--- start Page extract ---

# Seven Mile creek



## twhitener1991 (Mar 22, 2014)

Does anyone know where to park to access this creek around hamilton ohio been thinking about trying it out


----------



## trailbreaker (Oct 11, 2008)

antenen park 2385 Treiber Rd
Hamilton, OH 45011


----------



## Salmonid (Apr 14, 2004)

this stream used to be decent in the spring but many years ago the landowners really tightened up all long this creek and basically shut it down, its too small to float so wading/trespassing is your only shot at it outside of that park and about anywhere close to it you think you can park will generate a sheriffs visit, don't ask how I know this but lets say Ive been warned more then my fair share of times...LOl 
just a heads up for folks to be aware of the landowners in the area and to make sure you know the landowner or have permission before you get in the water. 

Salmonid


----------



## sammerguy (Jun 7, 2011)

trailbreaker said:


> antenen park 2385 Treiber Rd
> Hamilton, OH 45011


I thought we just had a discussion about posting places to park and fish? This is way worse than what I did so I expect to see some backlash here considering this is the exact address of where to go. This used to be a great spot and now it will be super busy and full of litter that I have to clean up. Thanks


----------



## trailbreaker (Oct 11, 2008)

i was told 4 mile creek is at hueston woods at the lodge is near the dam


----------



## tunnelofD (Dec 10, 2013)

It will never end. With Google maps anyone can find anyspot they want.so what is here lately that everyone asks the spot question and then people answer. I really don't know what's worse.:banghead:

Sent from my XT603 using Ohub Campfire mobile app


----------



## strongto (Apr 1, 2013)

In my opinion if a spot is to be shared it is best to do so through a pm


----------



## Roscoe (Jul 22, 2007)

It's true.You can take a trip down any creek or river with those Google Aerial Maps.Good enough detail to find plenty of spots and places off the road to park.
I believe TB was just trying to be helpful.
Sammerguy,the early bird gets the Fish!Good Luck.


Roscoe


----------



## sammerguy (Jun 7, 2011)

Roscoe said:


> It's true.You can take a trip down any creek or river with those Google Aerial Maps.Good enough detail to find plenty of spots and places off the road to park.
> I believe TB was just trying to be helpful.
> Sammerguy,the early bird gets the Fish!Good Luck.
> 
> ...


The point is that I did something much less specific and had people jump down my throat, I was told outright that I suck. TB gives the freaking address to the place and no one says anything to him. And to add to the insult it is one of my spots that is very rarely populated and very, very clean. Now it will be much more heavily fished and dirty because everyone will know that it is open again. I'll tell you guys right now, if I see any cars there without a current Butler County Metroparks pass I'll do my best to get it a ticket.


----------



## tunnelofD (Dec 10, 2013)

--- end Page extract ---
--- start Information shown ---

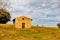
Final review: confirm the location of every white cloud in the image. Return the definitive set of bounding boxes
[2,0,60,26]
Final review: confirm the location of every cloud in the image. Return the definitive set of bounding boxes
[2,0,60,26]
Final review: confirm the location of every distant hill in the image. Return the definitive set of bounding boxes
[0,25,60,40]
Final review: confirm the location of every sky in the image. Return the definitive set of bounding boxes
[0,0,60,27]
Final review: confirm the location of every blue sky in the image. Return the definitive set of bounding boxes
[0,0,60,27]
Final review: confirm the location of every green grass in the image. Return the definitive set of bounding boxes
[0,26,60,40]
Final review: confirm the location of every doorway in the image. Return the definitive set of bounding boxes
[22,23,25,29]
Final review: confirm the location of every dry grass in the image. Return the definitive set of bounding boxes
[0,25,60,40]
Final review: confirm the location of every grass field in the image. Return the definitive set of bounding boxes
[0,26,60,40]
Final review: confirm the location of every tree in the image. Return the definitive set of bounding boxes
[57,23,60,28]
[0,8,11,24]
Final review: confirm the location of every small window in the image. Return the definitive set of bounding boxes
[22,18,24,20]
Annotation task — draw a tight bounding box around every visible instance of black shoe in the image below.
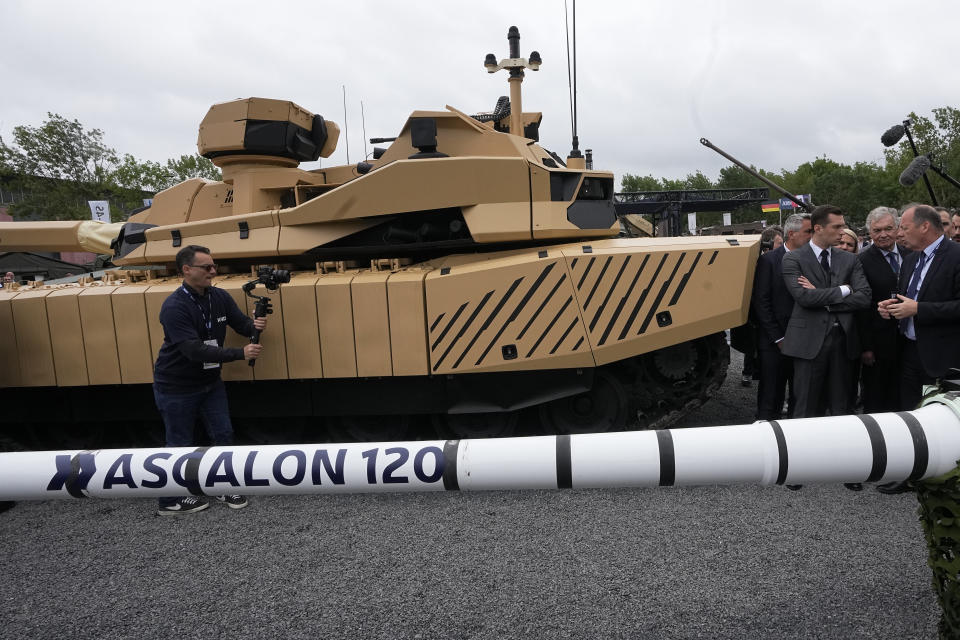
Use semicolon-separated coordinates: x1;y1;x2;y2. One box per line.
157;496;210;516
217;496;250;509
877;481;913;496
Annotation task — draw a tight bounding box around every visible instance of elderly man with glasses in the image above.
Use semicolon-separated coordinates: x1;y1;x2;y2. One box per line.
153;245;267;516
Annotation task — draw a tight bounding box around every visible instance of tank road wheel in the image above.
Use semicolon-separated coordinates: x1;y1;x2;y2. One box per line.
540;369;630;434
627;333;730;429
432;411;520;438
327;415;410;442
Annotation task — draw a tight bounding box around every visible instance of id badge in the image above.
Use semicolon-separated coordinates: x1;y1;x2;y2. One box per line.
203;338;220;369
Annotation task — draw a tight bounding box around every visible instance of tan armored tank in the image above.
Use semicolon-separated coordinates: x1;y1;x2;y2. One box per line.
0;29;759;440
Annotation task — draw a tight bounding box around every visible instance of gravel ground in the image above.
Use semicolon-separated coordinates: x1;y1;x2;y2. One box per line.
0;352;939;640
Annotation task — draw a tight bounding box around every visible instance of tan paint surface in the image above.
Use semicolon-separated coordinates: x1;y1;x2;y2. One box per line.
280;273;323;379
111;285;153;384
316;272;357;378
47;289;90;387
350;271;393;377
387;269;430;376
0;289;20;387
12;289;57;387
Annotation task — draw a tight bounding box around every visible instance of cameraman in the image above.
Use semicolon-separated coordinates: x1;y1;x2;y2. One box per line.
153;245;267;516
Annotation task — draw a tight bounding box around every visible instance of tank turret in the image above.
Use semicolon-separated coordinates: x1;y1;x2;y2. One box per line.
0;29;759;439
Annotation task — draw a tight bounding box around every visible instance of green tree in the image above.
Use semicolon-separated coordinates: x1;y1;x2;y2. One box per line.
884;107;960;207
620;173;665;192
0;113;221;221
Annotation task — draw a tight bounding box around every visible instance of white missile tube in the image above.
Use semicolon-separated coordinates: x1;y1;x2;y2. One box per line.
0;400;960;500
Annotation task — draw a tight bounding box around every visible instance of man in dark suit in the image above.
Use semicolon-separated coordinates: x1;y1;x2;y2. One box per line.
878;204;960;410
783;205;870;418
751;213;811;420
857;207;911;413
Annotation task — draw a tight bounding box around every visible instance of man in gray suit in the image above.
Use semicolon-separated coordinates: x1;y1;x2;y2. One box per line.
782;204;870;418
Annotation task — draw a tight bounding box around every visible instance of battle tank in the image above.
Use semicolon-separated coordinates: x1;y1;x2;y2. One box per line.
0;27;759;440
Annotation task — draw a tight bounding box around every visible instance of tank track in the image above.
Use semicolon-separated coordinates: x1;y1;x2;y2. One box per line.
0;332;730;451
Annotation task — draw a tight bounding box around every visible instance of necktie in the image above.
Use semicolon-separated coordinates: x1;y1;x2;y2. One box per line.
907;251;927;300
887;251;900;275
900;251;927;335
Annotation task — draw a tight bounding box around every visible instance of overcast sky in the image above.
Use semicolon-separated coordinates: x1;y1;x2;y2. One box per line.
0;0;960;184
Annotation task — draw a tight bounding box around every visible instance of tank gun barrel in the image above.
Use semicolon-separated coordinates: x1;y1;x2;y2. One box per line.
700;138;813;213
0;220;123;253
0;394;960;500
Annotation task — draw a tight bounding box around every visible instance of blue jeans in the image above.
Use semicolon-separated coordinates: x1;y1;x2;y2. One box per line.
153;380;233;507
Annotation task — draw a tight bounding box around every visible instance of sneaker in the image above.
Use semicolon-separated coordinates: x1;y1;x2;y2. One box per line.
157;496;210;516
217;496;250;509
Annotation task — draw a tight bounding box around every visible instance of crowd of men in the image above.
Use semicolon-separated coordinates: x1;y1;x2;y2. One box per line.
750;203;960;493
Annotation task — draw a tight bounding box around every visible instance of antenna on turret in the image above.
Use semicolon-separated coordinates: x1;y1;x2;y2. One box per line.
340;84;350;164
360;100;370;160
563;0;586;169
483;27;543;137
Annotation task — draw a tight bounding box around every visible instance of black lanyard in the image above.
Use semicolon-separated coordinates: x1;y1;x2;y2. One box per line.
180;285;213;340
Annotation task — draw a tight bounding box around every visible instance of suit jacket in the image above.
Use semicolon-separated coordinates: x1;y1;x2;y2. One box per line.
750;245;793;344
900;238;960;378
783;243;870;360
856;245;913;361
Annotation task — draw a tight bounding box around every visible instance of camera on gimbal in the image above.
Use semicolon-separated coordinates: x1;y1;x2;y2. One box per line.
243;267;290;297
243;266;290;367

--- end Information shown ---

- **Actions to take**:
1. Answer these questions about the Seven Mile Creek thread.
(a) What street address does trailbreaker give for antenen park?
(b) According to Salmonid, why is wading or trespassing the only way to fish the creek?
(c) What kind of pass does sammerguy say a car parked at the spot should have?
2. Rescale the part of the listing that opens with the line containing "track in the image above." and closes with the line containing "153;380;233;507", both lines included. Write out all of its lines again, requests included, with every bounding-box coordinate in the answers multiplied by 1.2 and rounded to whole numbers (halves round up), and give only those lines.

- **Per-task outputs**:
1.
(a) 2385 Treiber Rd, Hamilton, OH 45011
(b) The creek is too small to float.
(c) A current Butler County Metroparks pass

2.
Annotation task — draw a tight bounding box around every visible instance of tank track in the image above.
Use semicolon-separated coordinates: x1;y1;x2;y2. One box per line.
0;398;876;541
Annotation task — draw a tight bounding box around every visible instance of necktie in the image above.
Use semicolon-separated coordinates: x1;y1;x2;y2. One box per line.
1088;301;1112;360
1064;301;1080;330
1080;301;1112;402
Annotation task — draw a tight bounding box around every visible instance of overcast sky in the image above.
Use semicolon-separated coordinates: x1;y1;x2;y2. One box per line.
0;0;1152;221
Annotation task — draw a tight bounding box around every visible instance of tank gun barrel in the image above.
Use semicolon-separated coordinates: x1;y1;x2;y2. One box per line.
840;166;976;256
0;264;148;304
0;473;1152;600
Annotation task — draw a tight bounding box around every visible instance of blue jeans in the image above.
Use semicolon-separated coordinates: x1;y1;x2;y2. One box per line.
184;456;280;608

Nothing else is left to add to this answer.